| Written task 1 |
In the page on filtering a dataset, what does the Run button change to once the transformation has completed?

| Text to read |
Filtering a Dataset¶
Filtering the data in a Workspace gives you an opportunity to refine the dataset before saving it.
See Filtering Workspace Data for information on using the query builder.
Filter Transformation Panel Illustration¶
This image shows the Filter Transformation panel when it first opens:
Define the Filter Tab Illustration¶
This image shows the Define the Filter tab on the Filter Dataset panel:
Columns to Carry Over Tab Illustration¶
This image shows the Columns to Carryover tab on the Filter Dataset panel:
How to Filter a Dataset¶
Follow these steps to define a workspace dataset filter:
- Navigate to the Manage Workspace page and start a cluster. When the cluster is up and running, the status changes to Running and the cluster button changes to Stop Cluster.
- Open an existing workspace or create a new one. The workspace opens.
- Click the + Add Transformation button. The Select a Transformation dialog box opens.
- Select Filter and click the Select button. A Filter Dataset panel opens.
- Click the Select button and select a dataset from the drop-down list. The dataset loads in the panel.
- Use the query builder on the Define the Filter tab to select the parameters for the dataset filter. See the Filtering Workspace Data topic for information on using the interface.
- Click the Columns to Carryover tab and select the columns to include in the filter. The columns will be ordered by their index in the list. Duplicate names will be adjusted to avoid conflicts.
- Click the Run button at the top of the Filter Dataset panel. A message appears that the transformation is running. When it has completed, the Run button changes to a Save as Dataset button.
- Click the Save as Dataset button to save the dataset with the filter. The name defaults to the dataset name but can be changed.

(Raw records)
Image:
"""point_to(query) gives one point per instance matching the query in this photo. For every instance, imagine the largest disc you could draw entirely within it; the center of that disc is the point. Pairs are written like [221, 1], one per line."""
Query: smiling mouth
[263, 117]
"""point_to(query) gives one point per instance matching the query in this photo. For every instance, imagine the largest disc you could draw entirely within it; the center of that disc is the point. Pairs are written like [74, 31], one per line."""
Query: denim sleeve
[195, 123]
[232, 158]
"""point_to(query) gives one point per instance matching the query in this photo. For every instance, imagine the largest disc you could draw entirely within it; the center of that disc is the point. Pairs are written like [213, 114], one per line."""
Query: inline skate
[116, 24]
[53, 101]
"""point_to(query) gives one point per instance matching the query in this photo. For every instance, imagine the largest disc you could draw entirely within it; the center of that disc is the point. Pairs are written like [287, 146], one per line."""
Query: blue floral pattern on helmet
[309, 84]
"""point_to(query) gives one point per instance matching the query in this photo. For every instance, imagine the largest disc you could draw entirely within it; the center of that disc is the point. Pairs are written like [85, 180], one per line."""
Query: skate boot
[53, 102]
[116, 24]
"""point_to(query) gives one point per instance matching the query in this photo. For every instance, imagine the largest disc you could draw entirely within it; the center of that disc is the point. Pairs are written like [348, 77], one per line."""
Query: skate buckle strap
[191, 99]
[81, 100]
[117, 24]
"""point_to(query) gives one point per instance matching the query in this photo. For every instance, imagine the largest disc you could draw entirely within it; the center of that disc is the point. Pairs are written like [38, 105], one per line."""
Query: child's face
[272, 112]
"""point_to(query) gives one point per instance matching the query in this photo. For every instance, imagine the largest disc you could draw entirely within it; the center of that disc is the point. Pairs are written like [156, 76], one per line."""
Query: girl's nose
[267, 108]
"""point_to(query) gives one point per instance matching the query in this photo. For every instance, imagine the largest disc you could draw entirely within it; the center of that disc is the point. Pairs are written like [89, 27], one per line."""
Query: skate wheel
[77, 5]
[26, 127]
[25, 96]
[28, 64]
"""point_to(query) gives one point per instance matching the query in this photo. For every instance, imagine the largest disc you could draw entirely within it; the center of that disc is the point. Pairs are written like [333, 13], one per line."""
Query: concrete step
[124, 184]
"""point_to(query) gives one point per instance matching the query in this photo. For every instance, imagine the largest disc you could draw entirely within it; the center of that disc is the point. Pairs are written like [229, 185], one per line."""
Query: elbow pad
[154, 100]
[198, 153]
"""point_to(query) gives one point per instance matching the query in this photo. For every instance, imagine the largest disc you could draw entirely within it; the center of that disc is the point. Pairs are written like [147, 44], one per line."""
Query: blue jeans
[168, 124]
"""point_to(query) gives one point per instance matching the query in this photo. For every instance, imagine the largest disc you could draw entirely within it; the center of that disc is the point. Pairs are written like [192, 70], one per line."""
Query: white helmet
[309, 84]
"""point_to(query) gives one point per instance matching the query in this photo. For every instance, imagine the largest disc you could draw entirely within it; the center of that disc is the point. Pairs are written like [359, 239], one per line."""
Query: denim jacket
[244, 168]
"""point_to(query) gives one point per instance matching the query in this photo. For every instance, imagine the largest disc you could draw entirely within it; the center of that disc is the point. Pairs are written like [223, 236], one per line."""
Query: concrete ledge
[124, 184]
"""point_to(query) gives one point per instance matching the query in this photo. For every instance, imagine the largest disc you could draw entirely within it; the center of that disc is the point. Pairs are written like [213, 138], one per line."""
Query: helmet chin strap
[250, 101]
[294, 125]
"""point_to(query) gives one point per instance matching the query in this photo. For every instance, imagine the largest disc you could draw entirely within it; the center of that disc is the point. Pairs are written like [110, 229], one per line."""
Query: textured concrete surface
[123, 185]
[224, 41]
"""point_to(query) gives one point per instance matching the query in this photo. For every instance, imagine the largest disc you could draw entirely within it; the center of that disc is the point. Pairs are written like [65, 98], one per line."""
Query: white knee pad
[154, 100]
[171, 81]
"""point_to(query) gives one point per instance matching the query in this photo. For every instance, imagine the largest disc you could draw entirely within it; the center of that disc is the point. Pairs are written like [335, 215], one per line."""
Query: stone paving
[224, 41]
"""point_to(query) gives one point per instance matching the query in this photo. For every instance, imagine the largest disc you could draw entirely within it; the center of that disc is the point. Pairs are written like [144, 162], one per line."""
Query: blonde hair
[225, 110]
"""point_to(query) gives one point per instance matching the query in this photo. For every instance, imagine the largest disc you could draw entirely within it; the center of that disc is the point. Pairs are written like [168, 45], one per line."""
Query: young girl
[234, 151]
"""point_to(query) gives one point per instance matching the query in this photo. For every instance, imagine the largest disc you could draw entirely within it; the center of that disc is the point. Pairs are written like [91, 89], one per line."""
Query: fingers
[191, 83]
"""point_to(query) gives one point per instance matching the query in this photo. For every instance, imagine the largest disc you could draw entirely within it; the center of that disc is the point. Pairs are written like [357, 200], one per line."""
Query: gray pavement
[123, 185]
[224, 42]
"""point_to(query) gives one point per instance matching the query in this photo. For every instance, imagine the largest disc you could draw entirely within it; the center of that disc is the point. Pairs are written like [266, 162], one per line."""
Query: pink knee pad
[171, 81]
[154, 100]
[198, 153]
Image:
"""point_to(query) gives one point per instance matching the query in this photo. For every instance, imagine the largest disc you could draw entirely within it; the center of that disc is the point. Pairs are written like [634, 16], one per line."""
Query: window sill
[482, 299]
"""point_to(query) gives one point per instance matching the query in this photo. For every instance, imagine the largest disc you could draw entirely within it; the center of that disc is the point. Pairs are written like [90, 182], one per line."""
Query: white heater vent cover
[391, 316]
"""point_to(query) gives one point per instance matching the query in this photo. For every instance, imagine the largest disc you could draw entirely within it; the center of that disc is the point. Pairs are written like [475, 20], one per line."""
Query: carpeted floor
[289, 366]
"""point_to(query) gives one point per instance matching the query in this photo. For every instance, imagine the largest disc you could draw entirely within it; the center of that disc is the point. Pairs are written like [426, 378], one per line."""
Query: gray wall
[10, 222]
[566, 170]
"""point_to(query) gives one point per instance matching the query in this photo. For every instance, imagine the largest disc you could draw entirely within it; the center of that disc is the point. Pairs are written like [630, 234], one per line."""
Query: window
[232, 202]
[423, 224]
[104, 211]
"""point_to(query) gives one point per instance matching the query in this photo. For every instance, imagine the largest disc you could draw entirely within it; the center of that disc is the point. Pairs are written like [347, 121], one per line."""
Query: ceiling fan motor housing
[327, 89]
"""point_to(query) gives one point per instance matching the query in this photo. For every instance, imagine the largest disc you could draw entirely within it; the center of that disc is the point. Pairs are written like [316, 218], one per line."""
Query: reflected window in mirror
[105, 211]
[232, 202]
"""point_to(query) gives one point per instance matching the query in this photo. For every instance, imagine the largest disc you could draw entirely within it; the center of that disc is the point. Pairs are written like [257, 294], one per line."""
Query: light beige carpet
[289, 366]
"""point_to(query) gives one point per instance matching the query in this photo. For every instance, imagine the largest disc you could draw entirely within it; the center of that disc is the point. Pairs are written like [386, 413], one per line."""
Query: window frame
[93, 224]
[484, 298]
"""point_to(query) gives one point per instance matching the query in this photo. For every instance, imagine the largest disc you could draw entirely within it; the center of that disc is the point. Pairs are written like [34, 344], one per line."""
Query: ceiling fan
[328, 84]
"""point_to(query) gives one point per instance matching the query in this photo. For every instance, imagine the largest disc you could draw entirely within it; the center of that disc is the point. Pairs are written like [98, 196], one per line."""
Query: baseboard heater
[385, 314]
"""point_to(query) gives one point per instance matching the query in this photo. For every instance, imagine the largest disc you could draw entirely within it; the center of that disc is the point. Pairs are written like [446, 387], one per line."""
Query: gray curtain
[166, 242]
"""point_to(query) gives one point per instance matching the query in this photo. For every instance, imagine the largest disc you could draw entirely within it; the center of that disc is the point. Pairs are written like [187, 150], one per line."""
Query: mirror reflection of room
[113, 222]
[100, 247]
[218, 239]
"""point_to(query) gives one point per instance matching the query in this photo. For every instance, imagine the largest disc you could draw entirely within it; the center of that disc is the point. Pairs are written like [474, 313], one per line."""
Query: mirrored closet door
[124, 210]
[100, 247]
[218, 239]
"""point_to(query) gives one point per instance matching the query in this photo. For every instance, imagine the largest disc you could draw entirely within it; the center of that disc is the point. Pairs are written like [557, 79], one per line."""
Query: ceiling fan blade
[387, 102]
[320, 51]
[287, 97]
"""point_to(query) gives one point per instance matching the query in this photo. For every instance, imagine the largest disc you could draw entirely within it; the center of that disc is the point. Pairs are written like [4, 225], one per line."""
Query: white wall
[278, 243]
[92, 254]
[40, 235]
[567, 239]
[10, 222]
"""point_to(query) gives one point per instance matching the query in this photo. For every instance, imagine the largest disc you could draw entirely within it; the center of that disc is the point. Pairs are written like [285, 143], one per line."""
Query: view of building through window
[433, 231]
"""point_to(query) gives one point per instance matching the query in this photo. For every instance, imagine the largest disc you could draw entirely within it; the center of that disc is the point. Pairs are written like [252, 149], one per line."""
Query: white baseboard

| Written task 2 |
Gather each line in the rows above that contains the word "helmet".

| Written reply 1 |
It changes to a Save as Dataset button.

| Written reply 2 |
Query: blue floral pattern on helmet
Query: white helmet
Query: helmet chin strap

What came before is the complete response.